AIM OF THE TASK: The following listing has lines to check for the word "panel"; give only the number of lines that contain it.

STORED DATA:
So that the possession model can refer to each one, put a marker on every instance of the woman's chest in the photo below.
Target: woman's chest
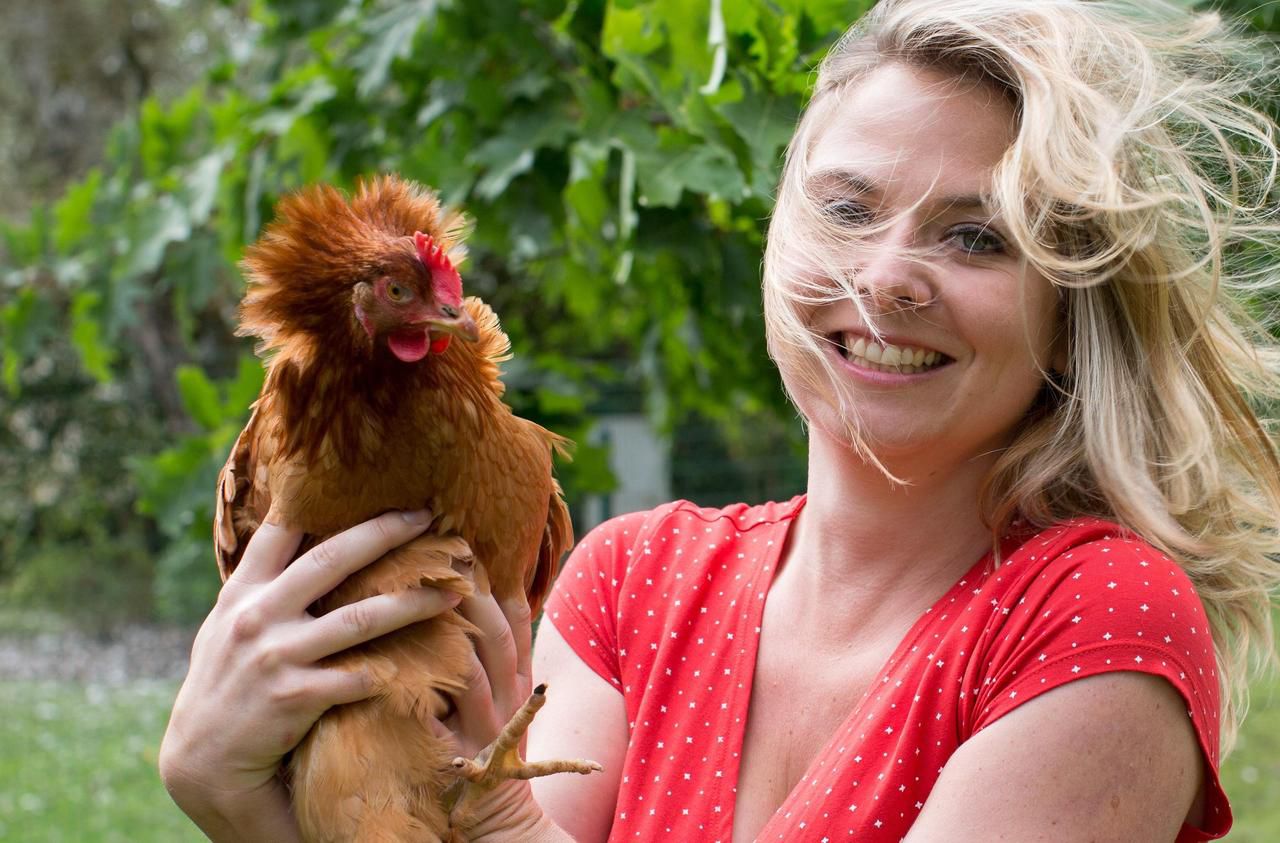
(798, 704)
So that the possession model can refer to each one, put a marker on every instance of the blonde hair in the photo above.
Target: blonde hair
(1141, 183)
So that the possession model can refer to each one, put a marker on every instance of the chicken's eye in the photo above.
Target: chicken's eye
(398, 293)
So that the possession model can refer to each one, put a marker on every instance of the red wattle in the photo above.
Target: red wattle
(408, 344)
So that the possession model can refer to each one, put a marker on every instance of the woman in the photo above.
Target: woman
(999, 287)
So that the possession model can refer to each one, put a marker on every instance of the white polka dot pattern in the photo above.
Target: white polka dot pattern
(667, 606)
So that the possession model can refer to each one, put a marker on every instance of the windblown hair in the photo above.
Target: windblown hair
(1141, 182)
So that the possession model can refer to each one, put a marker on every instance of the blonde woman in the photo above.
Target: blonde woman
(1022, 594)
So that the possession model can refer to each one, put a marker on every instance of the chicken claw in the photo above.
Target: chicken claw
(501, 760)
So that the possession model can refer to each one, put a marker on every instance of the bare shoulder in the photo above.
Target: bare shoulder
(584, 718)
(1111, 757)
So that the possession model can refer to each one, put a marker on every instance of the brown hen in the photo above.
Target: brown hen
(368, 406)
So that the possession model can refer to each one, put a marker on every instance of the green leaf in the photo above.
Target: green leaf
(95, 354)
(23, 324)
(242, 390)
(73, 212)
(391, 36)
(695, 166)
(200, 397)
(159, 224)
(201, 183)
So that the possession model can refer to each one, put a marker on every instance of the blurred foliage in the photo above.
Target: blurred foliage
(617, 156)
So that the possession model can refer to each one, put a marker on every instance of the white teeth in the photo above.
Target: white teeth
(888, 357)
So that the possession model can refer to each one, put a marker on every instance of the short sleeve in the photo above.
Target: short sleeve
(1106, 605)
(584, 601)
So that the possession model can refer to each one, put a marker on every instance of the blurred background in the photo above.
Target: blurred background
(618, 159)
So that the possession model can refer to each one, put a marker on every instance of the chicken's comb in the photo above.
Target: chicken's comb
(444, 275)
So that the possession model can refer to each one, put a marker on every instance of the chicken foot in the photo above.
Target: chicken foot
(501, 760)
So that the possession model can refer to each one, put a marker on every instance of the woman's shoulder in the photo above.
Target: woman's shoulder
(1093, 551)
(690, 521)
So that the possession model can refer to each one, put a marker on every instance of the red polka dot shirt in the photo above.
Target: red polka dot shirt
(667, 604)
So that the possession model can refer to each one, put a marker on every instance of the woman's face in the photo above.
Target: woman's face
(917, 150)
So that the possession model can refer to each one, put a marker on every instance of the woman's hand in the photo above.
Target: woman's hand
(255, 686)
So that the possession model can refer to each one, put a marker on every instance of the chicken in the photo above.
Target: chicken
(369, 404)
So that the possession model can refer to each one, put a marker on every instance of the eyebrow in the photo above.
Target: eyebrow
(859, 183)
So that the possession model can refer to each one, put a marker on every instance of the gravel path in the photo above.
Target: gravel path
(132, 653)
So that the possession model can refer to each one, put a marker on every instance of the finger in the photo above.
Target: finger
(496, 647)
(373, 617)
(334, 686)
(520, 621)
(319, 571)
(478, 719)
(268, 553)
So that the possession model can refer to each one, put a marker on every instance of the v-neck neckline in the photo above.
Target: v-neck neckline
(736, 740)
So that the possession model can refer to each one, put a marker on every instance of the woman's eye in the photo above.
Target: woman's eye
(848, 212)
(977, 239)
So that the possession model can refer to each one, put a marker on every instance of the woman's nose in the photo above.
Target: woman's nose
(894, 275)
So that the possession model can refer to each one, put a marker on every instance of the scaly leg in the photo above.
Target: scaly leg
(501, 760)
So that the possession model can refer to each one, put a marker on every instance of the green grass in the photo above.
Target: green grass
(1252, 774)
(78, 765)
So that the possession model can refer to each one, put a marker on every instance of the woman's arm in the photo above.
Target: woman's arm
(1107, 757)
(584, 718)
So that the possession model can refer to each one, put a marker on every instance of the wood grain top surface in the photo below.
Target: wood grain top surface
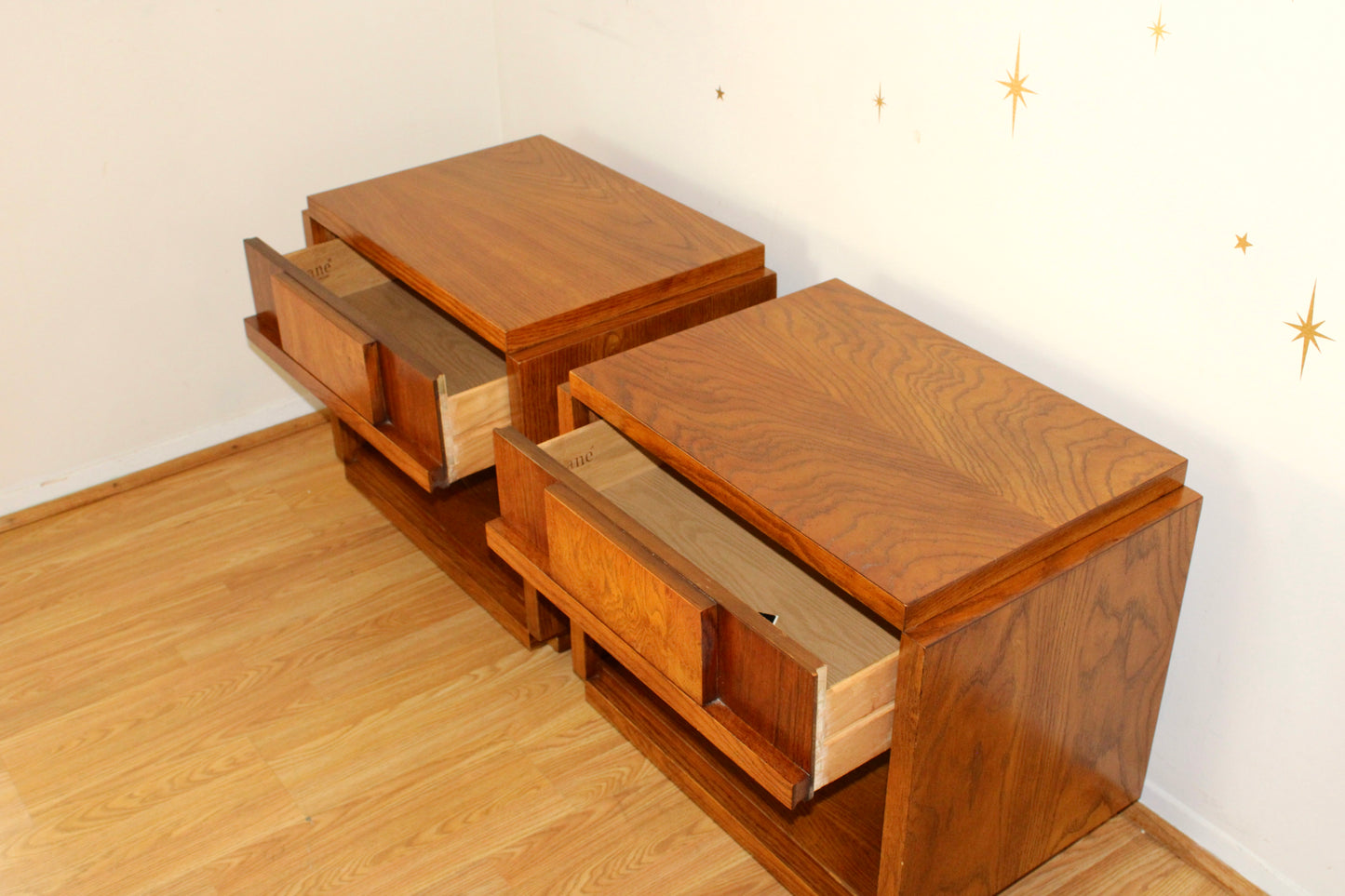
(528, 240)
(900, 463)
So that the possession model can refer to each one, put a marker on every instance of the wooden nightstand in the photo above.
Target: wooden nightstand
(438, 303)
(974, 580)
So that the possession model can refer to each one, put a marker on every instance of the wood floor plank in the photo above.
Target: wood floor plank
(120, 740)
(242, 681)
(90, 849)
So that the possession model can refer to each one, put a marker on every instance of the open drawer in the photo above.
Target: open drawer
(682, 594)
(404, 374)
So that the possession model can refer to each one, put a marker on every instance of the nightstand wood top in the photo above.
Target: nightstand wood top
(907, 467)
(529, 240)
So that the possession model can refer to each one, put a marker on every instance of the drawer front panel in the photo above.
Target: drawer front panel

---

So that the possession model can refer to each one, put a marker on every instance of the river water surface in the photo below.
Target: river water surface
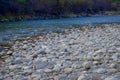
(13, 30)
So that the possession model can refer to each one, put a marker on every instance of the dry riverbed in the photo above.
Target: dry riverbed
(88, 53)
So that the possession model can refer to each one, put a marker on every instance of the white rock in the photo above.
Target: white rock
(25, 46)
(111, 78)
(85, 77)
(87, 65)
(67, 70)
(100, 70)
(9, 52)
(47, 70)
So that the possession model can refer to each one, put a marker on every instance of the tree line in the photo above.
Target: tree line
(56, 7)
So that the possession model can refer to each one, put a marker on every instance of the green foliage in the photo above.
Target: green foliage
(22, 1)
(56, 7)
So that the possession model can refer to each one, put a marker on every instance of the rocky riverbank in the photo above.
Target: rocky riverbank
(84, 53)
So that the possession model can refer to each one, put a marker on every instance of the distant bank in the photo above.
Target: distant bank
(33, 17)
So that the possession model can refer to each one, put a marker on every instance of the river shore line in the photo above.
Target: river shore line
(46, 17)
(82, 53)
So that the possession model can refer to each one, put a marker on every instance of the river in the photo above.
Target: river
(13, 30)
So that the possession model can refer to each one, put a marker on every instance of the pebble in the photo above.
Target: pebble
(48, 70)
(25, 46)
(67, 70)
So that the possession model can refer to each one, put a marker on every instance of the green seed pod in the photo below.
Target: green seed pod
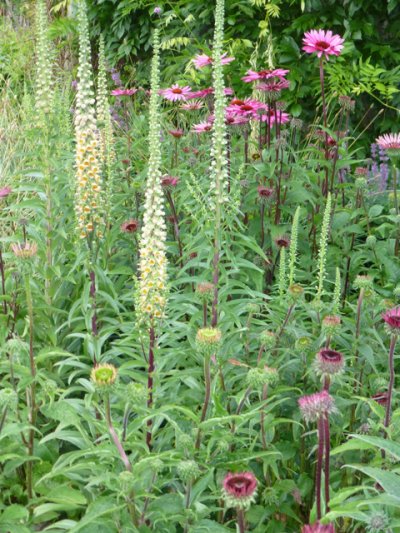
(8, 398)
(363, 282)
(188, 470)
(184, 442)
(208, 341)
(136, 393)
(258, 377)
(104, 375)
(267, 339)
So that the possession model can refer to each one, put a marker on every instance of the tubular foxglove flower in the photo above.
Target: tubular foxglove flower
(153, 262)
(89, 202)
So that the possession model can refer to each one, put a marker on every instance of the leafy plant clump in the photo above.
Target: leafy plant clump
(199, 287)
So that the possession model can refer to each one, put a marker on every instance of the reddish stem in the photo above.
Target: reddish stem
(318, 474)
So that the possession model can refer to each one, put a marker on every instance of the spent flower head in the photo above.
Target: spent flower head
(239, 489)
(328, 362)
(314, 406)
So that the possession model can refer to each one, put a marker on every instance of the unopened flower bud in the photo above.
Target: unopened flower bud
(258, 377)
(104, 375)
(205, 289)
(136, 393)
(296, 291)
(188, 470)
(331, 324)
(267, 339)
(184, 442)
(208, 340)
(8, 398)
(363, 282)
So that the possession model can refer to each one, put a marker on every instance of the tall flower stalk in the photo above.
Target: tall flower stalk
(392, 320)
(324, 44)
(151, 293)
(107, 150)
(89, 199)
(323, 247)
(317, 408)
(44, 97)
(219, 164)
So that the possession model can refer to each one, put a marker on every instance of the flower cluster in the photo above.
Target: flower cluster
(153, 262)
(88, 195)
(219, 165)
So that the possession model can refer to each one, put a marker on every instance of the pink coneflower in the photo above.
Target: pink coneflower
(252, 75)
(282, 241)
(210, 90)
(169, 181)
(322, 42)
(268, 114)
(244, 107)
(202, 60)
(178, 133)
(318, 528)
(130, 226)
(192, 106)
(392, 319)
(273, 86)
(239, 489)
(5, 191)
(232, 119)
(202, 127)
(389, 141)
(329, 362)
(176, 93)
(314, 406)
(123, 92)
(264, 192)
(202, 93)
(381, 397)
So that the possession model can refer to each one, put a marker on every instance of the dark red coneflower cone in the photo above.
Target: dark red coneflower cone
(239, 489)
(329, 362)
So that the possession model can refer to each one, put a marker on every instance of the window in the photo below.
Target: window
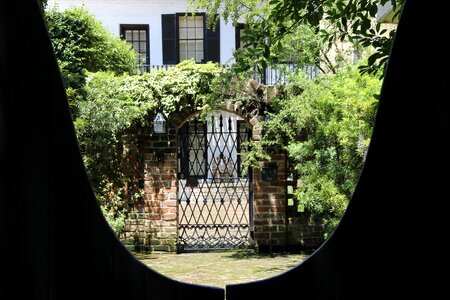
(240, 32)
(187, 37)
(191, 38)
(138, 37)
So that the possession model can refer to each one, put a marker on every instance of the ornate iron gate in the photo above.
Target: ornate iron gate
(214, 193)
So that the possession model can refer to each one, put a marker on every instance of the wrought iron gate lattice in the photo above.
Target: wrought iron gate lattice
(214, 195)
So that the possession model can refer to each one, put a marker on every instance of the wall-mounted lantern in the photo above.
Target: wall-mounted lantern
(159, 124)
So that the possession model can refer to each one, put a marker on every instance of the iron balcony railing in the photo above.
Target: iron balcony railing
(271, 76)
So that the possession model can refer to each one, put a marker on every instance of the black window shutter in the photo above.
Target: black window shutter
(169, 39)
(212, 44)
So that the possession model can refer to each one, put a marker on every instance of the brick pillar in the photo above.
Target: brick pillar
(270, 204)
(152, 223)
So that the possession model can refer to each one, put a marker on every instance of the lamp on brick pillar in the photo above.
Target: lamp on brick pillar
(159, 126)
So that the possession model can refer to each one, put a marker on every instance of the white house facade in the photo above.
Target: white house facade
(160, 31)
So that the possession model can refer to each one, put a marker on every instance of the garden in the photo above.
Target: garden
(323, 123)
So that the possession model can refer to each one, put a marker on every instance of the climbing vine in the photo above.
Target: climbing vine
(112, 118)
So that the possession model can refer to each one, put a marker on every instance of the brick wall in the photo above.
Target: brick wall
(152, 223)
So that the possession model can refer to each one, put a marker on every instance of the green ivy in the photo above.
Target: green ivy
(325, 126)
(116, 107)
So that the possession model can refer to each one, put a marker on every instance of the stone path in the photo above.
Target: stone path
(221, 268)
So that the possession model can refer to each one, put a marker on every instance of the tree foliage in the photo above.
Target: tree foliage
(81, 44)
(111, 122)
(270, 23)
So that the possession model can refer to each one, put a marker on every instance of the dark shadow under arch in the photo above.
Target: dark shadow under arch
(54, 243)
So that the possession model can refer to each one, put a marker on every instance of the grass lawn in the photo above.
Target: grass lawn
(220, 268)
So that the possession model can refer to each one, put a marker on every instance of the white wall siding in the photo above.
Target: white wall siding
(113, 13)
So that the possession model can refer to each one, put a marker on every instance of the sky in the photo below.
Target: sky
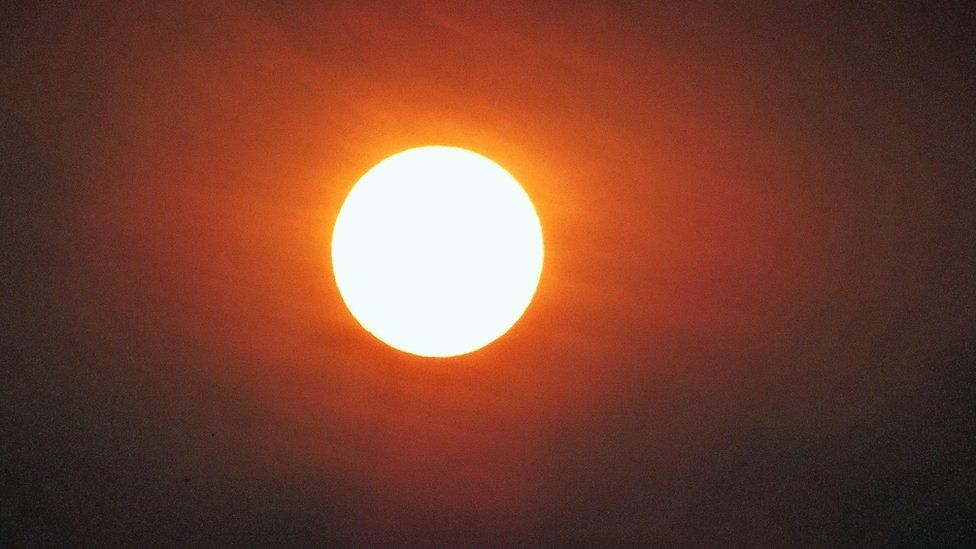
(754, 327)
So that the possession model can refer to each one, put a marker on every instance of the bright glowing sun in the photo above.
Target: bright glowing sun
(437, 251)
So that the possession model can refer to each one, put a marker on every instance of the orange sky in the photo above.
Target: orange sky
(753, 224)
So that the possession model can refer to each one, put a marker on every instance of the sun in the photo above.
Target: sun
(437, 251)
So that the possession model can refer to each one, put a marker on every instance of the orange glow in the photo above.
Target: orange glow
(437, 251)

TASK RESULT: 2